→ GIVEN TEXT
# what do u think?



## shelby67 (Jun 19, 2011)

Yes fish keeping can be addicting, exp when u have a bf that has a motto of all or nothing... Lol... 
So we have 5 tanks running now, a 55 gallon, our 30 gallon toad/ danio tank, and his two 20 gallon tanks he has stacked, oh ya and a 10 gallon downstairs.. 
So pretty much we are wall to wall with tanks, and our house ain't that big. Since I got my 55 running I now have a 33 sitting outside and my bf nick says to me the other day "why dont we set up the 33 in the kitchen?" Ha my kitchen is so small my bathroom is almost bigger.
Since we picked up some marbled crays of jayson I have been thinking about puffers, (don't worry jayson ur babies wont get eatten, only their babies will...)
So with all my research and talking to some ppl I think another community tank with an Amazon puffer would be cool but I can't just say yes to putting a tank in my cubicle kitchen. 
That would be 6 tanks! Omfg.... 
FA Anyone? Lol...
What do u all think?


----------



## monkE (Aug 4, 2010)

i have a 46 bowfront for sale you know! lol


----------



## SeaHorse_Fanatic (Apr 22, 2010)

In our old 440 sq. foot one bedroom plus one main room basement suite, I was up to 7 fw tanks & 40+ birds including a Citron Crested Cockatoo, before switching to do 4 sw tanks (35g hex reef; 33g seahorse/jawfish; 20g octopus; and 100g fish only with live rock). That's almost 200g of sw in a tiny basement suite. 

At our present place, total sq. footage probably under 1000 sq. feet, I maxed out at one point at 210g reef with 75g sump, a 220 reef with 90g wide sump, a 120g fowlr with 90g wide sump/seahorse tank, and a 2' 60g cube clownfish anemone tank (865g of total volume for sw). Now, with 2 little girls, I have downsized to a 165g with 90g wide sump, the 2' 60g Nemo tank, an 8g Fluval Flora red frogfish nano reef, a 30g community fw tank, 5g temporary sw tank, and a 3g rimless fw shrimp tank. 361g total volume is a "Big" downsizing for me, but my daughters need and deserve more room to play and store their stuff.

→ SHORT TASK A
Retype the section of the fish tank thread between "So pretty much" and "is almost bigger.", inclusive.
→ SHORT TASK B
In the fish tank thread, what tank does monkE have for sale?
The listing after this point isn't needed.

→ LISTED RECORDS
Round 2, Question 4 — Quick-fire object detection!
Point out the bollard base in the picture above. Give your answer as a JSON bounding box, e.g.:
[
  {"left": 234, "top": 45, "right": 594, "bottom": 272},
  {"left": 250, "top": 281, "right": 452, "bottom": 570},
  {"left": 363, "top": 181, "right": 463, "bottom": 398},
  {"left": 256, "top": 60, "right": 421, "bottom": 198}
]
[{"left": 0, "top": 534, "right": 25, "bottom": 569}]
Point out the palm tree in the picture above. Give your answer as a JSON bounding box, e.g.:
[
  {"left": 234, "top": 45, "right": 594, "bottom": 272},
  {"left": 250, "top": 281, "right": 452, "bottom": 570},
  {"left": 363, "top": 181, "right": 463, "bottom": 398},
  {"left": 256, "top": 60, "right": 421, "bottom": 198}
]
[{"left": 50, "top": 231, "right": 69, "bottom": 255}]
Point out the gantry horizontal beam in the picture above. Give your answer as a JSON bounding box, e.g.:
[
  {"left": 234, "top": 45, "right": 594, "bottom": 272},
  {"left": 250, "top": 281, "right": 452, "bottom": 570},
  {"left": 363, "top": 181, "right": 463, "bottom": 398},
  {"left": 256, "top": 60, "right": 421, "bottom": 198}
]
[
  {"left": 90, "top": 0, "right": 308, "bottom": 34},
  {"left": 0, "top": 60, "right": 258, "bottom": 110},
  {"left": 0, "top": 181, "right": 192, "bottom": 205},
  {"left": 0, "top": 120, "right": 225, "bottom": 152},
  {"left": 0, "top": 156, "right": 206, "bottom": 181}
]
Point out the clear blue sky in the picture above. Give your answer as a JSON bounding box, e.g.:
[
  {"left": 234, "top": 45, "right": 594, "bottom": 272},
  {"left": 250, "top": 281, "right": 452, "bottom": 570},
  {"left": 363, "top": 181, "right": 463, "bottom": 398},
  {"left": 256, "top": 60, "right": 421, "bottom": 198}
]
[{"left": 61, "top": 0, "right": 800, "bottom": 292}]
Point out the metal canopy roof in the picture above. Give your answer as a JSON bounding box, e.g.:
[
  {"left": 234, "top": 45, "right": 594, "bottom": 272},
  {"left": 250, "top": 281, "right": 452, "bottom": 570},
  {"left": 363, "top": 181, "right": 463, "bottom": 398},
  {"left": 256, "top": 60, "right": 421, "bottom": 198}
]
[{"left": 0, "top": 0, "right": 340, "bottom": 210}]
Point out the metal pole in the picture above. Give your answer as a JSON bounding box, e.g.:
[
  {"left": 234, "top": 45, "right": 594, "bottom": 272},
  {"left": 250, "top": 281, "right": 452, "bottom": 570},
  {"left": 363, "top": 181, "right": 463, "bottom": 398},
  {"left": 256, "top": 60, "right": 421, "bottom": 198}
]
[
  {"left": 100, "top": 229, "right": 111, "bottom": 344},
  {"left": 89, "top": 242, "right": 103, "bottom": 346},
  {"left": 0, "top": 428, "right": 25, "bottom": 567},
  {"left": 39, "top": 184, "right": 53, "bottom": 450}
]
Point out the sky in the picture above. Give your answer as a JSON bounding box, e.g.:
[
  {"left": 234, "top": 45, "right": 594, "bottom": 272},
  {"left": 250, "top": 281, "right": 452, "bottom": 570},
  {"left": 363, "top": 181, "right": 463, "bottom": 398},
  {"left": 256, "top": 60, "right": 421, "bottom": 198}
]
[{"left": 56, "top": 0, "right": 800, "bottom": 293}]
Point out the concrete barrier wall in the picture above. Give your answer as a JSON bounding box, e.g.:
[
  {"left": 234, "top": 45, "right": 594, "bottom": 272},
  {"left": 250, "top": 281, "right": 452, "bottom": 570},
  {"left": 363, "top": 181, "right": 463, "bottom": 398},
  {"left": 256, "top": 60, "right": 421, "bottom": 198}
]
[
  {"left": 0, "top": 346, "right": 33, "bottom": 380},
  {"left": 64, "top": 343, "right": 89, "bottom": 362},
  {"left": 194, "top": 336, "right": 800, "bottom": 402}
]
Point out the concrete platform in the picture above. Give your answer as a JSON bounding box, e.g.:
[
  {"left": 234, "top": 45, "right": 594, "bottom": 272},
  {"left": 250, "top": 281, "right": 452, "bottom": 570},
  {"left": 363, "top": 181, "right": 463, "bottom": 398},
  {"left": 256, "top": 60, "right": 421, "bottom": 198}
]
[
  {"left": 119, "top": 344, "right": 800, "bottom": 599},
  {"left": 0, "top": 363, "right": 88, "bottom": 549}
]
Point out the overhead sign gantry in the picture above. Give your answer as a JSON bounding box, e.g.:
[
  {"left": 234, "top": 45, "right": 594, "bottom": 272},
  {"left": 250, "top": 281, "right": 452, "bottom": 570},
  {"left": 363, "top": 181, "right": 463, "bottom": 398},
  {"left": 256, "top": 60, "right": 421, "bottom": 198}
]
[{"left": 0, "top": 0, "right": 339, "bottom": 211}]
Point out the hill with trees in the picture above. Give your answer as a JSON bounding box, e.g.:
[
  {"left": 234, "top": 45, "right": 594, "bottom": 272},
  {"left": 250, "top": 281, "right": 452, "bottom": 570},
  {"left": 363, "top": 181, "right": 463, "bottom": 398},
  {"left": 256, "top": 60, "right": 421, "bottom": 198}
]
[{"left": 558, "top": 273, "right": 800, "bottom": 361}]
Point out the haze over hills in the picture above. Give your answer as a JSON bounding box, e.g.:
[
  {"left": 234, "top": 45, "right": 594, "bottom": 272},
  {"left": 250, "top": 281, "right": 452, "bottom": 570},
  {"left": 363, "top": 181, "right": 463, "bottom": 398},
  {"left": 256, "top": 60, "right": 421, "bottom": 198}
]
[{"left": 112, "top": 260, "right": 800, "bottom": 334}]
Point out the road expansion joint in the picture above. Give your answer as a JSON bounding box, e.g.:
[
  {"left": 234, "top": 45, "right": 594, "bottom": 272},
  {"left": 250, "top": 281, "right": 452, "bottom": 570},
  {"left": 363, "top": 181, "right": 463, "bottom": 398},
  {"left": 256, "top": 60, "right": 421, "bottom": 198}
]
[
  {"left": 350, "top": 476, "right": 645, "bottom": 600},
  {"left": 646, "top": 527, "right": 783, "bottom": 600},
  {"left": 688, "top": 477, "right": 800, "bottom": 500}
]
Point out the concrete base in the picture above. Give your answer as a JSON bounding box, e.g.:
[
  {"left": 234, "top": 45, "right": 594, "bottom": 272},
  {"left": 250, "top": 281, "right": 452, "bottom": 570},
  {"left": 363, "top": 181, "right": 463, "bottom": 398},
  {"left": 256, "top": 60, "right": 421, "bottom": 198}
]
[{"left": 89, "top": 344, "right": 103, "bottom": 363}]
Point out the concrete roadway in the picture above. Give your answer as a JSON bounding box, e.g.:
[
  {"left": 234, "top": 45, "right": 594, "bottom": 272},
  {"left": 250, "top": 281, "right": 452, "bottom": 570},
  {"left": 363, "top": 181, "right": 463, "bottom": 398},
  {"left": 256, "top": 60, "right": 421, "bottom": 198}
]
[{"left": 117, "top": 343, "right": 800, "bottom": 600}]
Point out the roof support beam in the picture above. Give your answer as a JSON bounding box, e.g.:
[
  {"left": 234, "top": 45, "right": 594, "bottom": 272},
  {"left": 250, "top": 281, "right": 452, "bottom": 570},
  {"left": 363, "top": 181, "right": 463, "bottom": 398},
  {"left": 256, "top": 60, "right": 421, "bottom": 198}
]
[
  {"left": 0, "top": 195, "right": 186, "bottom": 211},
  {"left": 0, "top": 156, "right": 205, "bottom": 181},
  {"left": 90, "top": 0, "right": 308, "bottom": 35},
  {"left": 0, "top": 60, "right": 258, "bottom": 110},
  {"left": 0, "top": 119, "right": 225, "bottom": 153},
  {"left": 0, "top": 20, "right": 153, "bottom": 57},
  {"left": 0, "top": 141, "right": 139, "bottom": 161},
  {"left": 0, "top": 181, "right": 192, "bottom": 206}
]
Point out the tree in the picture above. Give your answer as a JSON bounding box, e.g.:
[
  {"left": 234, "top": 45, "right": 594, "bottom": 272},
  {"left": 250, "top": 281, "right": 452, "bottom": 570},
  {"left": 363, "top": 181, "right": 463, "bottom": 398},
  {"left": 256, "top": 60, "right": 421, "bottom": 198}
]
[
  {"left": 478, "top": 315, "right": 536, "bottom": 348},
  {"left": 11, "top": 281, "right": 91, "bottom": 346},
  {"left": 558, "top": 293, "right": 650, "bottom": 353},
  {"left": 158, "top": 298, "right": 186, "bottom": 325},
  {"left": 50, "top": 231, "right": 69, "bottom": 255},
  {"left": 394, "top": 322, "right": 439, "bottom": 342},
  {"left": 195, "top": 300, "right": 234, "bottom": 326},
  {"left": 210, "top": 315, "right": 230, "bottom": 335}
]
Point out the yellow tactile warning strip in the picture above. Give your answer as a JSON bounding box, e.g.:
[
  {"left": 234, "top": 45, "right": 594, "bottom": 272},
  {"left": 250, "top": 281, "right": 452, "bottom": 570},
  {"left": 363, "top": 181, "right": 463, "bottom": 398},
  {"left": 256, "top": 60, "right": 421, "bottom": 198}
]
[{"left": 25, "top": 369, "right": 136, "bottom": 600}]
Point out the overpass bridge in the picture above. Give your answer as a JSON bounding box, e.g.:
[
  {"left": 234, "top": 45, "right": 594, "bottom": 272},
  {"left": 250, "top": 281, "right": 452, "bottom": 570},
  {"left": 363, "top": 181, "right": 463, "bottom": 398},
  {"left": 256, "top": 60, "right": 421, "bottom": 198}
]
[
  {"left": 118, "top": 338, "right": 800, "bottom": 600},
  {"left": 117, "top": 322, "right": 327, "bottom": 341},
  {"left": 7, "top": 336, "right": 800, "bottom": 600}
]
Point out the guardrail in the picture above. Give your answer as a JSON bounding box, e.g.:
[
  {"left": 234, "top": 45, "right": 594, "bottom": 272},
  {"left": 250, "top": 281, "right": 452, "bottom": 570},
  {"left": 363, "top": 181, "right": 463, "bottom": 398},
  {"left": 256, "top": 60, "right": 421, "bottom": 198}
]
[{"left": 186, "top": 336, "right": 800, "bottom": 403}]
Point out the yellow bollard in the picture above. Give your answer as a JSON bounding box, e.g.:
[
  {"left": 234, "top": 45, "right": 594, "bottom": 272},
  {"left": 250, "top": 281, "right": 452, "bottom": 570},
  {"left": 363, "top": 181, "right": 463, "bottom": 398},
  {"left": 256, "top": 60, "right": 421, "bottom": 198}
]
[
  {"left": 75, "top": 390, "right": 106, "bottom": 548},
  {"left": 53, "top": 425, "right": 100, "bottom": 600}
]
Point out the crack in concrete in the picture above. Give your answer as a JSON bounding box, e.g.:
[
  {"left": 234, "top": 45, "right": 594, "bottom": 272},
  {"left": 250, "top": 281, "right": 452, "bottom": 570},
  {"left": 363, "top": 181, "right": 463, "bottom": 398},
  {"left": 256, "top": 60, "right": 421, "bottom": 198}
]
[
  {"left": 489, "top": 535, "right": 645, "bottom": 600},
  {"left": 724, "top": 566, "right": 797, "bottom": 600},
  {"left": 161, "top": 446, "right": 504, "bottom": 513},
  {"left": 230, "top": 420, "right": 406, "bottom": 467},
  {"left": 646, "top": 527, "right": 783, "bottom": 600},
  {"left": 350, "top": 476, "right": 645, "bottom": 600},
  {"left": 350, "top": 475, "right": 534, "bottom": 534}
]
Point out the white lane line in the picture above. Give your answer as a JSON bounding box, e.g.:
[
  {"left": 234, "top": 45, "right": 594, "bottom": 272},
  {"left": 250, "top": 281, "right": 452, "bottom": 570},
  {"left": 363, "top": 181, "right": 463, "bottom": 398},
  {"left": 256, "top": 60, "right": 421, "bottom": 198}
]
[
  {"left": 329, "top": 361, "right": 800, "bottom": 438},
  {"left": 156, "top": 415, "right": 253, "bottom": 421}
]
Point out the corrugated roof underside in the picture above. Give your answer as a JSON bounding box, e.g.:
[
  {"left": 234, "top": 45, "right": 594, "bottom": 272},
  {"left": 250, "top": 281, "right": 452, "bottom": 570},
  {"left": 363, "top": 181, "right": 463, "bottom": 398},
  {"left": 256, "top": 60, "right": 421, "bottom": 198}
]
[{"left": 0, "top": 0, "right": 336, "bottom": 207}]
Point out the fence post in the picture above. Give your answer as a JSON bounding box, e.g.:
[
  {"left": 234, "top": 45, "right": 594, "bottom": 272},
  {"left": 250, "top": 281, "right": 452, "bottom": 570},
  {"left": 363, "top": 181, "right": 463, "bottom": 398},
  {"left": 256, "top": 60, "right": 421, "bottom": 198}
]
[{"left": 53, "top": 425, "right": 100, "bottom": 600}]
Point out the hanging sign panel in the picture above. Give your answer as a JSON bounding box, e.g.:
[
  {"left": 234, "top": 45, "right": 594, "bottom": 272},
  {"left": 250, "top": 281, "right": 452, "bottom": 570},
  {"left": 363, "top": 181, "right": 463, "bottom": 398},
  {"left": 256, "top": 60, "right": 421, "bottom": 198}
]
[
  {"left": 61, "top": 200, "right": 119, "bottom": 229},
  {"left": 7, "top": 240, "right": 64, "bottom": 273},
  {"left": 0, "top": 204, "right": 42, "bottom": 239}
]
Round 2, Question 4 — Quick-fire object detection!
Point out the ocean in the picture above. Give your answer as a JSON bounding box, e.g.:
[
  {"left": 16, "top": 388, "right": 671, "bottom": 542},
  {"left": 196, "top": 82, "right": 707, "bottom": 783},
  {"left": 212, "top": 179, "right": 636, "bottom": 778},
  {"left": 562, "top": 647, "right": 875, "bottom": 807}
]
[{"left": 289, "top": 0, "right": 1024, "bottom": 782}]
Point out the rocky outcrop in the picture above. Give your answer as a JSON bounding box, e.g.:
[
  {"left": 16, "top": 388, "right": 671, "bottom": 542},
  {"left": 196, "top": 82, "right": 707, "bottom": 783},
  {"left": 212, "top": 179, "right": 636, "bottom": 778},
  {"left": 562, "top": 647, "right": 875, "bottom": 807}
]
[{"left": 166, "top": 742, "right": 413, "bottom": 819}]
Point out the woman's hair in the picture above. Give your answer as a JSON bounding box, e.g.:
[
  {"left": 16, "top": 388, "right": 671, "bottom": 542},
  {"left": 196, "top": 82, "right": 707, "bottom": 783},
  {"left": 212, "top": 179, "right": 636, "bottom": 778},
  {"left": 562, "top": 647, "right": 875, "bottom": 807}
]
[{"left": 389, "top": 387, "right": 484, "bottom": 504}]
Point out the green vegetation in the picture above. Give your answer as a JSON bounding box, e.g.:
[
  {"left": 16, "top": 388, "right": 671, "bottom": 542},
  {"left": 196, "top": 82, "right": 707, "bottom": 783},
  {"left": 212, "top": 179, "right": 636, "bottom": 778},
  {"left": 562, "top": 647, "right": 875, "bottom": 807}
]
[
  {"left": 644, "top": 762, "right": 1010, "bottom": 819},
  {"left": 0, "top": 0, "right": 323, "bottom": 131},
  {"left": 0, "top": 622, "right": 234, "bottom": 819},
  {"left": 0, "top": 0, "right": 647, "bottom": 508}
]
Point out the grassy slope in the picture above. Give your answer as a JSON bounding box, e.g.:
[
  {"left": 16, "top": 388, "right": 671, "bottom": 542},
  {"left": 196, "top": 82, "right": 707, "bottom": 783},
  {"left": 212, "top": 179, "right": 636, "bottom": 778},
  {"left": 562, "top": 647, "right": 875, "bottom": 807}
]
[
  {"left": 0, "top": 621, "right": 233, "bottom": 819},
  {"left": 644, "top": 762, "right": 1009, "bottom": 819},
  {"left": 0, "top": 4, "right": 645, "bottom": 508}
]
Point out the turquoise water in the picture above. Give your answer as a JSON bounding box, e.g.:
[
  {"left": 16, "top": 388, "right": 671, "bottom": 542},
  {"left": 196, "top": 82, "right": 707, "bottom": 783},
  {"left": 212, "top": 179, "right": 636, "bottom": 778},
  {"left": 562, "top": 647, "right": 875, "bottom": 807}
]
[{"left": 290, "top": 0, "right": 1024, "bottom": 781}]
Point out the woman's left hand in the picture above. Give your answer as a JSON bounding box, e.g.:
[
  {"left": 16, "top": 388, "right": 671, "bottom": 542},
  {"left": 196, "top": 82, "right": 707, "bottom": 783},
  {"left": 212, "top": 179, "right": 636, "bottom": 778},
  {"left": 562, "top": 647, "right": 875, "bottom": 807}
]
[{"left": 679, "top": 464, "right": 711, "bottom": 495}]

→ TASK ANSWER A
So pretty much we are wall to wall with tanks, and our house ain't that big. Since I got my 55 running I now have a 33 sitting outside and my bf nick says to me the other day "why dont we set up the 33 in the kitchen?" Ha my kitchen is so small my bathroom is almost bigger.

→ TASK ANSWER B
A 46 bowfront.